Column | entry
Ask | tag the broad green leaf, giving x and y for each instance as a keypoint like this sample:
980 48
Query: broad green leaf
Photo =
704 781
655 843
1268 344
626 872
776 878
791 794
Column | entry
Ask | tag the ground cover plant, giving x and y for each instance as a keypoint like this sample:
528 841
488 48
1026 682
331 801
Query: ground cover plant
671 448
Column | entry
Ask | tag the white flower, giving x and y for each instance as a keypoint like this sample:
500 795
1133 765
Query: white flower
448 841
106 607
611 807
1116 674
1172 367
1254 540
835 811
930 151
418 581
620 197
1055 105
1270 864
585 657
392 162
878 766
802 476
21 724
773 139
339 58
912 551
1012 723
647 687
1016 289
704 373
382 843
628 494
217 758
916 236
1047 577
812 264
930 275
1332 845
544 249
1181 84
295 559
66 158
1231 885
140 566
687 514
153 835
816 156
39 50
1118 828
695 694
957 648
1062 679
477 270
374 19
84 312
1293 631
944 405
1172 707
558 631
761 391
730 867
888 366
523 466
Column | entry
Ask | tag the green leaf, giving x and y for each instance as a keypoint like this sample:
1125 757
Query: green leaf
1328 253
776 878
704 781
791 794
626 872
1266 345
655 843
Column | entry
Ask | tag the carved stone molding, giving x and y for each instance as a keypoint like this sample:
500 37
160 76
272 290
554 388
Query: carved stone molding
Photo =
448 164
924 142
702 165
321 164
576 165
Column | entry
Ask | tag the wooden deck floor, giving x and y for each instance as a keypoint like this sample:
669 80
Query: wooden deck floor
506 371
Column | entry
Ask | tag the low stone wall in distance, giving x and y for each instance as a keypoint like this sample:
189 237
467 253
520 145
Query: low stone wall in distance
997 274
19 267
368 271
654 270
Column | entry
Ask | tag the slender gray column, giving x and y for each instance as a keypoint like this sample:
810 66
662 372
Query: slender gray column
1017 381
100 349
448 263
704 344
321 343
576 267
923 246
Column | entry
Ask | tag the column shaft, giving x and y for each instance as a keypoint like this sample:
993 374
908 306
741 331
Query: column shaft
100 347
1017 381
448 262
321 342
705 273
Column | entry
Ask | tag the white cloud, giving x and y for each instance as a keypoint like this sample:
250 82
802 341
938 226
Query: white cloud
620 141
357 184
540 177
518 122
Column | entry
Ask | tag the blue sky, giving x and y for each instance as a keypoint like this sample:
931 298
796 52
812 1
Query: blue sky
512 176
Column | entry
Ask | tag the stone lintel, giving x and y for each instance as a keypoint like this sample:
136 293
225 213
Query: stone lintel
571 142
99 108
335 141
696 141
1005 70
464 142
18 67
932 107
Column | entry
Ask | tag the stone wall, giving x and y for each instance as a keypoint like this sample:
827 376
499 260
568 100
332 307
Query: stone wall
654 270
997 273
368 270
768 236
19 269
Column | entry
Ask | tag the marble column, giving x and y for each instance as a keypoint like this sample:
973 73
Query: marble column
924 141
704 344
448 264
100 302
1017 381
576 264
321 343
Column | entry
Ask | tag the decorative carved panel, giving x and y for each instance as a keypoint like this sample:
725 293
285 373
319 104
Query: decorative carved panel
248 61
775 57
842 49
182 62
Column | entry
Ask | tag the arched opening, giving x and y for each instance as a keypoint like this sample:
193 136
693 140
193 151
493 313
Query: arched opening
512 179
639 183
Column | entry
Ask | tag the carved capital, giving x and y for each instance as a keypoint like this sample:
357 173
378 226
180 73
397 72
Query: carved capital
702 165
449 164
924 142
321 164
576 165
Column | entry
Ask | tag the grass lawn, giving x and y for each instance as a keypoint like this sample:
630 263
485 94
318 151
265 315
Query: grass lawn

----------

All entries shown above should be printed again exactly.

Column | entry
Ask | tag the broad green leaf, giving x and y for each instance as a keypoint like this sample:
980 48
Query: broad green leaf
Photo =
704 781
655 843
1268 344
626 872
776 878
791 794
Column | entry
Ask | tag the ground cover plant, giving x and y for each instance as a keypoint like this sample:
528 841
488 48
1026 682
331 801
Query: ground cover plant
671 448
Column | entry
Ask | tag the white flower, giving x and y for each instance as a keypoint like this sample:
500 795
1133 765
Query: white flower
448 841
106 607
611 807
1116 674
1172 367
1254 540
835 811
930 151
418 581
620 197
1055 105
1270 864
585 657
392 162
878 766
802 476
21 724
773 139
339 58
912 551
1012 723
647 687
1016 289
704 373
382 843
628 494
217 758
916 236
1047 577
812 264
930 275
1332 845
544 249
1181 84
295 559
66 158
1231 885
140 566
687 514
153 835
816 156
39 50
1118 828
695 694
957 648
1062 679
477 270
374 19
84 312
1293 631
944 405
1172 707
558 631
761 391
730 867
888 366
523 466
Column | entry
Ask | tag the green leaf, giving x and y for each instance as a keypoint like this sample:
1125 757
Query: green leaf
1328 253
776 878
704 781
791 794
626 872
1266 345
655 843
Column | entry
Ask | tag the carved stone molding, giving x and y for each instance as a keypoint like this sample:
500 37
160 76
272 290
554 388
Query: carved stone molding
Photo =
448 164
924 142
702 165
321 164
576 165
Column | entry
Ask | tag the wooden deck floor, giving x and y for each instance as a keypoint like this sample:
669 80
Query: wooden deck floor
506 371
Column | entry
Ask | tag the low stone wall in distance, giving x and y for each instance as a keypoint like this sample:
189 237
467 253
520 145
Query: low stone wall in distance
997 274
19 267
368 271
654 270
Column | entry
Ask | tag the slender gray column, giving x and y for each instance as a keypoint like this sample:
810 66
662 372
Query: slender gray column
1017 381
100 349
448 263
704 344
321 343
576 267
923 246
Column | entry
Ask | tag the column shaft, giving x and y for each instance as a keypoint like this sample:
993 374
908 306
741 331
Query: column shaft
100 347
1017 381
448 262
321 342
705 273
Column | entry
Ask | tag the white cloud, giving x and y for each instance as a keypoint like this sample:
250 82
802 341
938 226
Query: white cloud
620 141
357 184
540 177
518 122
Column | entry
Ask | tag the blue sky, giving x and y for each instance as a keypoint like this sample:
931 298
796 52
812 1
Query: blue sky
512 176
Column | entry
Ask | tag the stone lintel, giving x and y for each instance as a keypoint like this sample:
136 293
225 213
Query: stone lintel
571 142
99 108
335 141
696 141
1005 70
464 142
18 67
932 107
Column | entry
Ask | tag the stone wall, giving x and y for each instance as a keypoint like this sample:
827 376
499 260
568 100
332 307
Query: stone wall
654 270
997 273
368 270
768 236
19 269
Column | entry
Ask | tag the marble column, giving x and y for each instance as a keypoint like this sample:
973 73
Query: marble column
924 141
704 344
448 264
100 302
1017 381
576 264
321 343
Column | entry
Ask | tag the decorative carved panel, giving x and y for each instance as a keypoint like this sample:
725 293
285 373
319 104
Query: decorative carved panel
248 61
775 57
842 49
182 62
Column | entry
Ask | tag the arched opening, giving x and y for each instance as a keypoint like this sample:
193 136
693 140
193 151
493 313
Query: arched opening
512 179
639 183
Column | entry
Ask | tag the carved capital, giving x and y for each instance as a keypoint like this sample:
357 173
378 226
180 73
397 72
Query: carved capital
702 165
449 164
924 142
321 164
576 165
Column | entry
Ask | tag the grass lawn, giving x and y for each instance as a keypoint like this sample:
630 263
485 94
318 151
265 315
Query: grass lawn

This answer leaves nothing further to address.